Copy the lines below word for word, changing nothing.

** Start Exercise materials **

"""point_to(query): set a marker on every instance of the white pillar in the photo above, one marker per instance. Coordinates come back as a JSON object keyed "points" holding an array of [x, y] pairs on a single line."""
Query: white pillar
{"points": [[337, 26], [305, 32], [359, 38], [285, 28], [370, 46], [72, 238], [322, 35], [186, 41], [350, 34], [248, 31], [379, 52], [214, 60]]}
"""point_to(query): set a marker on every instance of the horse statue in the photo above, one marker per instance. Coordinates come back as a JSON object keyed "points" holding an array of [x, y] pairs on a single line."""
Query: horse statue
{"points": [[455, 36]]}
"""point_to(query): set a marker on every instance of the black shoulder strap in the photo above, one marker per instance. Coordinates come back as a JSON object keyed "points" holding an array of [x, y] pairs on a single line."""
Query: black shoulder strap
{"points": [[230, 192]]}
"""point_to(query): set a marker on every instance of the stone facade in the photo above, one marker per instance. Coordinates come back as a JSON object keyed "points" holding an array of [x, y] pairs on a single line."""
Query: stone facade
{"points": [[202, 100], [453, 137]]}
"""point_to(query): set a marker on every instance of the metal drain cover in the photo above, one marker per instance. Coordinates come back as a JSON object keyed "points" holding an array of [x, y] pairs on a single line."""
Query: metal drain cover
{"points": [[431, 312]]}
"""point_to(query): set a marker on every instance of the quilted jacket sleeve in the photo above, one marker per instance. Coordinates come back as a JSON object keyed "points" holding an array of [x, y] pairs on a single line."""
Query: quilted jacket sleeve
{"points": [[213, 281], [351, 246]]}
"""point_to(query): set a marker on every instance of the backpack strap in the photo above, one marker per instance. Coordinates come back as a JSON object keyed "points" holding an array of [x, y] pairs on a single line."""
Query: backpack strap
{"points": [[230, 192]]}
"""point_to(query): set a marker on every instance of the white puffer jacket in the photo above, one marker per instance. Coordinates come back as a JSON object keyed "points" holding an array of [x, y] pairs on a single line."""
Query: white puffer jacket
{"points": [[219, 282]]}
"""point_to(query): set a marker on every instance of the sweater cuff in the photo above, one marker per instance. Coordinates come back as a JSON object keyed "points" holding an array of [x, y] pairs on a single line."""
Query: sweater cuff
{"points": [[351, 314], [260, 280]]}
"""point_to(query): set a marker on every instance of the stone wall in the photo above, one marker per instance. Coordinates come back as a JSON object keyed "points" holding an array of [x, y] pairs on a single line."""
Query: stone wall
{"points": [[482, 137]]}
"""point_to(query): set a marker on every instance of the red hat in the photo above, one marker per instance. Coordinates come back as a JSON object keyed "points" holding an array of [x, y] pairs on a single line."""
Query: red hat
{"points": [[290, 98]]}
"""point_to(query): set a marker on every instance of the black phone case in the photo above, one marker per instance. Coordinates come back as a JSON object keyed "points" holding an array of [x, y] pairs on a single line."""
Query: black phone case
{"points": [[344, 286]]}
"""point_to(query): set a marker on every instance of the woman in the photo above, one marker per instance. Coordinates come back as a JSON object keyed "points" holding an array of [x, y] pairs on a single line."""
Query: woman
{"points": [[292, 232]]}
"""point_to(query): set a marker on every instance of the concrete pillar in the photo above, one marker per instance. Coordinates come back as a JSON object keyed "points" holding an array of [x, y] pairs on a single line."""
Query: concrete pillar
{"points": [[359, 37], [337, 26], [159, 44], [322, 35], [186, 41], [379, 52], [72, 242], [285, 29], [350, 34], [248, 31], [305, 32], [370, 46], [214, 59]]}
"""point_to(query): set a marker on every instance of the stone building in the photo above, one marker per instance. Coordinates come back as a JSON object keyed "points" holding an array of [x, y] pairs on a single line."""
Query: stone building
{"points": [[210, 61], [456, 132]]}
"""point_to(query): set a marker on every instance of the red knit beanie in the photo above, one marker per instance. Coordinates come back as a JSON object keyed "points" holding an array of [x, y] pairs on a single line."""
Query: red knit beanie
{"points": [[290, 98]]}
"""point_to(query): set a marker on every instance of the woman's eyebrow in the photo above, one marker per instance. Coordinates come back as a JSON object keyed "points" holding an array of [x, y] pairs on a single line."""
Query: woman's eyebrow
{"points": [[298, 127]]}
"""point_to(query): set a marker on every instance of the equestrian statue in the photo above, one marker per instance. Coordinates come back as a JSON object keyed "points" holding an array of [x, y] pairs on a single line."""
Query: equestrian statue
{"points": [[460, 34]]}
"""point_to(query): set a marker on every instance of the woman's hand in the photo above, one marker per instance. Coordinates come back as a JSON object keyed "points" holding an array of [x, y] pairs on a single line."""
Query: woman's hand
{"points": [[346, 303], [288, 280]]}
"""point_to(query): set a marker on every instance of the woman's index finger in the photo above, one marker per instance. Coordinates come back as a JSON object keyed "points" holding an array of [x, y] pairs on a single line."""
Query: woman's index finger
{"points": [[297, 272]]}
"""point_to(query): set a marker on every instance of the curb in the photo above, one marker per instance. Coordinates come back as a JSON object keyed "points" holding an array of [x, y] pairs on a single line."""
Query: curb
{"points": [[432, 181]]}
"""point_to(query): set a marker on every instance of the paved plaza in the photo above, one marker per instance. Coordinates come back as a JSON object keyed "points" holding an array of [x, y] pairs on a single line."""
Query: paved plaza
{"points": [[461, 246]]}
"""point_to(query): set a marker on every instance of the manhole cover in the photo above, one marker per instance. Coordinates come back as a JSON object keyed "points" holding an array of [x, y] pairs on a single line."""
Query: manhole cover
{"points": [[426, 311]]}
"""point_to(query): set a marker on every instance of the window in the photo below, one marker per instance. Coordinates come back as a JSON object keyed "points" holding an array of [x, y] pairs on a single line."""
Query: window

** End Exercise materials **

● Result of this exercise:
"""point_to(query): set a marker on every instance of the white pillar in the photo above, one marker per instance. Coordinates come back as a JSON object keyed "points" holding an array of [x, y] pairs on a single line."""
Query: white pillar
{"points": [[337, 26], [305, 32], [359, 38], [285, 28], [370, 46], [72, 238], [322, 35], [186, 41], [350, 34], [248, 31], [379, 52], [214, 60]]}
"""point_to(query): set a marker on every instance of the horse statue in the photo above, one marker per instance. Coordinates come back as a JSON object keyed "points" holding an array of [x, y] pairs on a single line."""
Query: horse statue
{"points": [[455, 36]]}
"""point_to(query): set a marker on every instance of the black shoulder strap in the photo above, one marker per instance. Coordinates come back as a JSON object keyed "points" holding an array of [x, y] pairs on a single line."""
Query: black shoulder strap
{"points": [[230, 192]]}
"""point_to(query): set a marker on every instance of the stone facade in the photo above, one marker per instance. Coordinates come back as a JSON object keyed "points" holding an array of [x, y] pairs on a single line."""
Query: stone facade
{"points": [[202, 100], [453, 137]]}
"""point_to(query): set a marker on every instance of the metal drain cover in the photo above, one marker per instance. Coordinates come back as a JSON object keyed "points" holding an array of [x, y] pairs on a single line."""
Query: metal drain cover
{"points": [[431, 312]]}
"""point_to(query): set a marker on every instance of the quilted jacket sleeve in the photo above, one marker per instance. Coordinates come back as a JSON object keyed "points" holding an array of [x, y] pairs on a single line."""
Query: quilted jacket sleeve
{"points": [[213, 281], [351, 246]]}
"""point_to(query): set a marker on every instance of the backpack strap in the photo above, one marker per instance. Coordinates come back as a JSON object keyed "points" holding an array of [x, y] pairs on a single line."""
Query: backpack strap
{"points": [[230, 192]]}
"""point_to(query): set a marker on every instance of the white puffer jacket in the photo above, one marker per instance. Coordinates come back as a JSON object keyed "points" holding an array of [x, y] pairs on a single line."""
Query: white puffer jacket
{"points": [[219, 282]]}
"""point_to(query): set a marker on every instance of the sweater cuff in the photo above, one marker per instance. Coordinates come back as a JSON object keyed "points" holding an array of [x, y] pairs on a single line."""
Query: sweater cuff
{"points": [[351, 314], [260, 280]]}
"""point_to(query): set a marker on every instance of the stone wall in the photo above, one marker per instance. Coordinates come back as a JSON object keyed "points" holding an array of [x, y] pairs on a single line."""
Query: stone wall
{"points": [[482, 137]]}
"""point_to(query): set a marker on every instance of the red hat in the photo above, one marker per instance. Coordinates come back as a JSON object keyed "points" holding an array of [x, y] pairs on a single line."""
Query: red hat
{"points": [[290, 98]]}
"""point_to(query): set a marker on every instance of the black phone case in the photo above, one marker per instance. Coordinates come back as a JSON object keyed "points" holding an array of [x, y] pairs on a single line."""
Query: black phone case
{"points": [[344, 286]]}
"""point_to(query): set a marker on every instance of the woman in the photo above, one marker per instance. Coordinates come back as a JSON object keyed "points" holding an array of [x, y] pairs on a single line."""
Query: woman
{"points": [[292, 232]]}
"""point_to(query): set a marker on every instance of the concrete pillar in the photo above, one marker per instance. Coordinates come back as a JSON object keyed "points" holding an array of [x, y] pairs on a single line."""
Query: concrete pillar
{"points": [[359, 37], [337, 26], [159, 44], [322, 35], [186, 41], [379, 52], [72, 242], [285, 29], [350, 34], [248, 31], [305, 32], [370, 46], [214, 59]]}
"""point_to(query): set a marker on every instance of the stone building in the photo above, one marker per instance. Coordinates come back as a JSON object keyed "points" holding an array of [x, y] pairs on a single line."""
Query: stone building
{"points": [[210, 61], [456, 132]]}
"""point_to(query): set a marker on every instance of the red knit beanie in the photo above, one marker per instance. Coordinates come back as a JSON object keyed "points" holding an array of [x, y] pairs on a single line."""
Query: red knit beanie
{"points": [[290, 98]]}
"""point_to(query): set a marker on every instance of the woman's eyebrow in the photo above, one marker per instance. Coordinates come back as a JSON object keyed "points" holding an array of [x, y] pairs on a single line."""
Query: woman's eyebrow
{"points": [[298, 127]]}
"""point_to(query): set a marker on every instance of the equestrian statue in the photo above, one marker per instance. Coordinates come back as a JSON object keyed "points" holding an array of [x, y] pairs on a single line."""
Query: equestrian statue
{"points": [[460, 34]]}
"""point_to(query): set a marker on every instance of the woman's hand in the photo above, one marker per instance. Coordinates come back as a JSON object keyed "points" holding an array of [x, y] pairs on a single line."""
Query: woman's hand
{"points": [[346, 303], [288, 280]]}
"""point_to(query): set a marker on every instance of the woman's index finger in the photo above, one marker per instance. Coordinates come back as a JSON object keyed "points" holding an array of [x, y] pairs on a single line."""
Query: woman's index finger
{"points": [[297, 272]]}
"""point_to(query): set a marker on every instance of the curb in the photo above, one marker per instance. Coordinates come back as a JSON object keyed "points" holding an array of [x, y] pairs on a single line."""
Query: curb
{"points": [[432, 181]]}
"""point_to(query): set a marker on every instance of the paved plaza in the photo above, one marker per instance. Coordinates come back as a JSON object keyed "points" holding an array of [x, y] pairs on a single line."""
Query: paved plaza
{"points": [[461, 246]]}
"""point_to(query): set a marker on every instance of the manhole cover in the photo above, one marker per instance. Coordinates come back as a JSON object keyed "points" holding an array of [x, y] pairs on a single line."""
Query: manhole cover
{"points": [[426, 311]]}
"""point_to(query): set a marker on every instance of the window in the photo below, one marker per instance. Coordinates come back as a JSON object keyed "points" holding an array of [x, y] pairs on a single line."""
Query: window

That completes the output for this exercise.